→ **WORK ORDER**: Produce a copy of every line in the records that holds the string "vest".

═════ RECORDS SUPPLIED ═════

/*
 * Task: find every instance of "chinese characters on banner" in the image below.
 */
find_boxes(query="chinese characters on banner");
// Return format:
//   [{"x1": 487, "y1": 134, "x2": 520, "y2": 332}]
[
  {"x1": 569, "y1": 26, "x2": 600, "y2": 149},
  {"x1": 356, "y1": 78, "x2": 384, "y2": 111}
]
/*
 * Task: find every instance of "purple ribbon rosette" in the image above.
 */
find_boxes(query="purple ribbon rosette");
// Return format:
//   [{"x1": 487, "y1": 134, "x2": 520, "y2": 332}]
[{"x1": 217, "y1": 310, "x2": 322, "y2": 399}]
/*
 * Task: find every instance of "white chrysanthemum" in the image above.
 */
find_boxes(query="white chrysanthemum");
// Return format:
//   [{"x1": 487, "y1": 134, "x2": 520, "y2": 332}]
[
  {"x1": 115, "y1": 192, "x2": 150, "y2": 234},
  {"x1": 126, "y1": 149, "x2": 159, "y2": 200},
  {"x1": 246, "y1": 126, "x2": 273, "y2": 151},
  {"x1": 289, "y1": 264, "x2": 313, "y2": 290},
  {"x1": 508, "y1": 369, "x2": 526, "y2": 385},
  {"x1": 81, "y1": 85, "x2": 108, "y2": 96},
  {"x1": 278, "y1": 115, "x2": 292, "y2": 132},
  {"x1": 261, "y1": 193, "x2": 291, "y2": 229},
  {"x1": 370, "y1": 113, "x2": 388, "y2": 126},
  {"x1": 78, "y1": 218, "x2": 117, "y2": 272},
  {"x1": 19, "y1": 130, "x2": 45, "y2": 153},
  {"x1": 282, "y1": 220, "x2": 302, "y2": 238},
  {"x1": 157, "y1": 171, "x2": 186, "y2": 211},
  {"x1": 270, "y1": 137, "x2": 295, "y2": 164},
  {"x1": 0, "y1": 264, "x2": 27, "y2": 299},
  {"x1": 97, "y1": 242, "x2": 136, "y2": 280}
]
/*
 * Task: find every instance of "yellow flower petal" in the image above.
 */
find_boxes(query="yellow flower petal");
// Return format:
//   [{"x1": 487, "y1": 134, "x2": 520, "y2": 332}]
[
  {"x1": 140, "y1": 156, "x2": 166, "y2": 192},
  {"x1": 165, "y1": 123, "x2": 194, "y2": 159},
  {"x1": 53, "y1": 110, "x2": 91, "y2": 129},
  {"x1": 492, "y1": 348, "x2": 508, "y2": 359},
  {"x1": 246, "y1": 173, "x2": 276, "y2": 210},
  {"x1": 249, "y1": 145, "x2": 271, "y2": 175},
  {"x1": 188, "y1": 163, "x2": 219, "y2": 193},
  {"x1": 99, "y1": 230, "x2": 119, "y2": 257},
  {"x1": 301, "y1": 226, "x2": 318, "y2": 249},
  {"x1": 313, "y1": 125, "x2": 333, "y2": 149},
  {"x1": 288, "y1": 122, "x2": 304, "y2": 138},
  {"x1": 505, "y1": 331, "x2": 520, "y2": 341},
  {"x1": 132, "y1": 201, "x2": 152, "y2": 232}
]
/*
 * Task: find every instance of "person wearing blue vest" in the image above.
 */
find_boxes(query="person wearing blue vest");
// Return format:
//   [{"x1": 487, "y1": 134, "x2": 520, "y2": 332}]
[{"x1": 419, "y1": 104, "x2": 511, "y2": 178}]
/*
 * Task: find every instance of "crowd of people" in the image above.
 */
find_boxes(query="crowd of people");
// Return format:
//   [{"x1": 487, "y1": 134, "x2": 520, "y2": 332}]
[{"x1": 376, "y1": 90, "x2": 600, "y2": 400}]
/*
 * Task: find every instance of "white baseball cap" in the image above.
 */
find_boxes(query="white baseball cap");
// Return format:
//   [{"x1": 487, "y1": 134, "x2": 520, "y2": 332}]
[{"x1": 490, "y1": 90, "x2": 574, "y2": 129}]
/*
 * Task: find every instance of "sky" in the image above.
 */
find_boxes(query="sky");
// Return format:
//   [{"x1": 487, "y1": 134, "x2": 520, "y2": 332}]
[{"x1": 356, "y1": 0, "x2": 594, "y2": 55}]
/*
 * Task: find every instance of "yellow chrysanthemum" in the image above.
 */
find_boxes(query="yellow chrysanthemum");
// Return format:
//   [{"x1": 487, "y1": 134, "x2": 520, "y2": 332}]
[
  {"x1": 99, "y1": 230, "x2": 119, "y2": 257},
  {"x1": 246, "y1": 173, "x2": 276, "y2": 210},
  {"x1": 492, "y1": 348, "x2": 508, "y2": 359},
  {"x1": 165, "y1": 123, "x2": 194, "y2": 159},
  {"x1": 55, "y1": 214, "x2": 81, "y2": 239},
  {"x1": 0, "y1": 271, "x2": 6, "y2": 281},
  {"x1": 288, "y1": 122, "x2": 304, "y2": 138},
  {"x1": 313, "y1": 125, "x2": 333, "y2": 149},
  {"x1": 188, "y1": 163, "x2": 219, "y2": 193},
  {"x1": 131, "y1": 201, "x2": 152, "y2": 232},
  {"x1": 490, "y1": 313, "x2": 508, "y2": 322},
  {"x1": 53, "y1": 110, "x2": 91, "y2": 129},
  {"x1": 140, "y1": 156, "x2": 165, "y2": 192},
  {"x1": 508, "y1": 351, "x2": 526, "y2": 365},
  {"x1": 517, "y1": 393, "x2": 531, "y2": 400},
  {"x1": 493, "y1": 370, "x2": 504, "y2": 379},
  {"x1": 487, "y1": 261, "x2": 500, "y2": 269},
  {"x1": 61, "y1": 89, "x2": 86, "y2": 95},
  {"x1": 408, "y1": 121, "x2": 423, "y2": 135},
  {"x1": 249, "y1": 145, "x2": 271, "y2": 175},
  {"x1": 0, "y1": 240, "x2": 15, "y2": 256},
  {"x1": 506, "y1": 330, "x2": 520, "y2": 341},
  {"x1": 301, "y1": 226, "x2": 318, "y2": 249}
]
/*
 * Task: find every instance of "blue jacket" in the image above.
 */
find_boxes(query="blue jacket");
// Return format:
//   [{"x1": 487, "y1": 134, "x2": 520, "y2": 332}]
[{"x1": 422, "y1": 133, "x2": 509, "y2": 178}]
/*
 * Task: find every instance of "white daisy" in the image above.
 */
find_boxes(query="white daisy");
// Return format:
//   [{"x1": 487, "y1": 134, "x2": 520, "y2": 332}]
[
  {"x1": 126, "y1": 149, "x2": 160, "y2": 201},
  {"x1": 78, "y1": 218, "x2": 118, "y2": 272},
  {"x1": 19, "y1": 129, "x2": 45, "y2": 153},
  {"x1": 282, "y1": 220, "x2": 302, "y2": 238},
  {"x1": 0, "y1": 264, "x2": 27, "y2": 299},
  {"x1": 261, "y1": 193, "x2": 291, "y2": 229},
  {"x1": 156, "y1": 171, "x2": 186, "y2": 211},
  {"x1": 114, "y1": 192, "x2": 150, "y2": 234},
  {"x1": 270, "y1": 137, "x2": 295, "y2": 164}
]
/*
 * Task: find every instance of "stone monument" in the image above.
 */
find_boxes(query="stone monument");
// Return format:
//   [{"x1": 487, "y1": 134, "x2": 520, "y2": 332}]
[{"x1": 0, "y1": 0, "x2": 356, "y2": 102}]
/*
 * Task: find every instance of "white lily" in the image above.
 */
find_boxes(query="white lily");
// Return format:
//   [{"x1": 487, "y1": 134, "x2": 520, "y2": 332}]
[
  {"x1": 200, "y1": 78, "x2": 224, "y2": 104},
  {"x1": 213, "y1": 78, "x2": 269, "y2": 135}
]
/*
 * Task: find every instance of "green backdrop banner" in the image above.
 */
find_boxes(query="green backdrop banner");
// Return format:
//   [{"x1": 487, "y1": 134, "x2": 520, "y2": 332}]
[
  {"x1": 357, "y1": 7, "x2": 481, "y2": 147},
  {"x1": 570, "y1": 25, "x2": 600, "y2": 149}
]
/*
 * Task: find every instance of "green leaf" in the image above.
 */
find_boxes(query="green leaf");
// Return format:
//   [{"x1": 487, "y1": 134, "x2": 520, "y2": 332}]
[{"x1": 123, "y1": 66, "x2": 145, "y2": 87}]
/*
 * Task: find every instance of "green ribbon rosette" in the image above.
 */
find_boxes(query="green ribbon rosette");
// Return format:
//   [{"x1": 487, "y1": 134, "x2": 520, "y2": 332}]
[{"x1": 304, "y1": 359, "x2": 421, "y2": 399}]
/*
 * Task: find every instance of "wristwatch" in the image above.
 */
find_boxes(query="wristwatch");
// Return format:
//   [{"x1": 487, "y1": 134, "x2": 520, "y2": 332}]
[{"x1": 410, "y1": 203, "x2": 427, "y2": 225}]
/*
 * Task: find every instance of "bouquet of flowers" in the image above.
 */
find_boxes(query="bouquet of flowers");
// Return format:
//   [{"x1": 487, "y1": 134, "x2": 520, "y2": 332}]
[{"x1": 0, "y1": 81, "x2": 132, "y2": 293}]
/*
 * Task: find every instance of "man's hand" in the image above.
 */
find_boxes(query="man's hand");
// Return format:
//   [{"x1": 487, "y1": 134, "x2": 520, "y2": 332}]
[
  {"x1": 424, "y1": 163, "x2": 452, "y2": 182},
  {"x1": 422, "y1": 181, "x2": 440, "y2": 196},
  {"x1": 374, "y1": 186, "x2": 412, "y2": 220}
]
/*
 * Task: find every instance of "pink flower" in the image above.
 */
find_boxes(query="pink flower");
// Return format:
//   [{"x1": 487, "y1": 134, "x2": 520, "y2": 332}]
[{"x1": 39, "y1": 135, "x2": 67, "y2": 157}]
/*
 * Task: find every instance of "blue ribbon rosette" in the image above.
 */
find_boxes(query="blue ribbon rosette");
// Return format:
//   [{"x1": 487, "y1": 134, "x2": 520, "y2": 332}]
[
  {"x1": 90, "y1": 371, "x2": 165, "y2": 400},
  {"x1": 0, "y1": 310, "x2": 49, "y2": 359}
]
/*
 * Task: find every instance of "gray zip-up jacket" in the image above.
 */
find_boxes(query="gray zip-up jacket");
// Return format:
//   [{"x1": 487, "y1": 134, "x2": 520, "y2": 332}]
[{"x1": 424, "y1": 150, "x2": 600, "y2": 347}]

═════

→ **SOLVED EXERCISE**:
 * Task: find every instance of "person wearing blue vest" in the image above.
find_boxes(query="person wearing blue vest");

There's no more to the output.